> [TEXTE FOURNI]
"""
[Le cri du peuple. 1, Les canons du 18 mars | Jean Vautrin ; Jacques Tardi]
Grondin et Tarpagnan.
Jean Vautrin (1933-2015) sent et sait que la reprise en main de son roman « Le cri du peuple » (1998) par Jacques Tardi va insuffler une vitalité nouvelle à l’histoire de la Commune de Paris (18 mars-28 mai 1871). Il loue le talent du dessinateur en préface. Tardi est dans son élément : Paris, les anonymes sacrifiés, la bêtise militaire, la lâcheté politique… De ses pinceaux empesés et de son trait épais, il sait plomber le cadre et poisser l’atmosphère, cernant l’absurdité des situations dans l’hébétude des visages, à la fois esquissés et terriblement expressifs. Vautrin romance l’épisode communard c’est-à-dire qu’il invente des personnages et des scènes mais il ne sacrifie pas la vérité historique même s’il prend le parti des fédérés.
Tout commence avec la demande des militaires à la police parisienne de faire dégager l’esplanade des Invalides pour y entrepose les canons appartenant aux Parisiens, risquant de provoquer une insurrection populaire. Les émeutiers dont Fil-de-Fer vont profiter de l’aubaine pour soulever les masses. Grondin, agent de la Sûreté, bagnard évadé et notaire assoiffé de vengeance, observe de près les manigances politiques bien qu’il recherche avant tout l’officier militaire, le capitaine Tarpagnan, responsable selon lui du meurtre de sa tutrice et de son bébé. De son côté, Tarpagnan a la lourde charge de s’emparer des canons et de faire face à la harangue populaire. Les invectives volent, la situation est tendue et Grondin pense tenir le criminel qui l’a privé d’un être aimé tout en l’envoyant au bagne pour un assassinat particulièrement odieux dont il se clame innocent. Le fiasco n’est pas là où on l’attendait. Le 18 mars 1871 est une date charnière pour les personnages, Grondin et Tarpagnan en tête.
"""
> [LISTE FOURNIE]
"""
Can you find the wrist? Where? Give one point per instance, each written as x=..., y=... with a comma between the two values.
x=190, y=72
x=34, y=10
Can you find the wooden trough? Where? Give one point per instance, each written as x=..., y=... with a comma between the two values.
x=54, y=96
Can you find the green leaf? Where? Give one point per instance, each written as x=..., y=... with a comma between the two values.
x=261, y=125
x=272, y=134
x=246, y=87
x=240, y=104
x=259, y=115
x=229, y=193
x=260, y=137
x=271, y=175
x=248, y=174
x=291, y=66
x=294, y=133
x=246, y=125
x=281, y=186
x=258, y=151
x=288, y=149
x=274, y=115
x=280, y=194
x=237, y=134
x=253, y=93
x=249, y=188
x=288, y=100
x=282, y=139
"""
> [CONSIGNE] Recopiez fidèlement, s'il vous plaît, le passage de la critique du « Cri du peuple » qui commence par « [Le cri du peuple. » et se poursuit jusqu'à « parti des fédérés. ».

> [TÂCHE RÉALISÉE]
[Le cri du peuple. 1, Les canons du 18 mars | Jean Vautrin ; Jacques Tardi]
Grondin et Tarpagnan.
Jean Vautrin (1933-2015) sent et sait que la reprise en main de son roman « Le cri du peuple » (1998) par Jacques Tardi va insuffler une vitalité nouvelle à l’histoire de la Commune de Paris (18 mars-28 mai 1871). Il loue le talent du dessinateur en préface. Tardi est dans son élément : Paris, les anonymes sacrifiés, la bêtise militaire, la lâcheté politique… De ses pinceaux empesés et de son trait épais, il sait plomber le cadre et poisser l’atmosphère, cernant l’absurdité des situations dans l’hébétude des visages, à la fois esquissés et terriblement expressifs. Vautrin romance l’épisode communard c’est-à-dire qu’il invente des personnages et des scènes mais il ne sacrifie pas la vérité historique même s’il prend le parti des fédérés.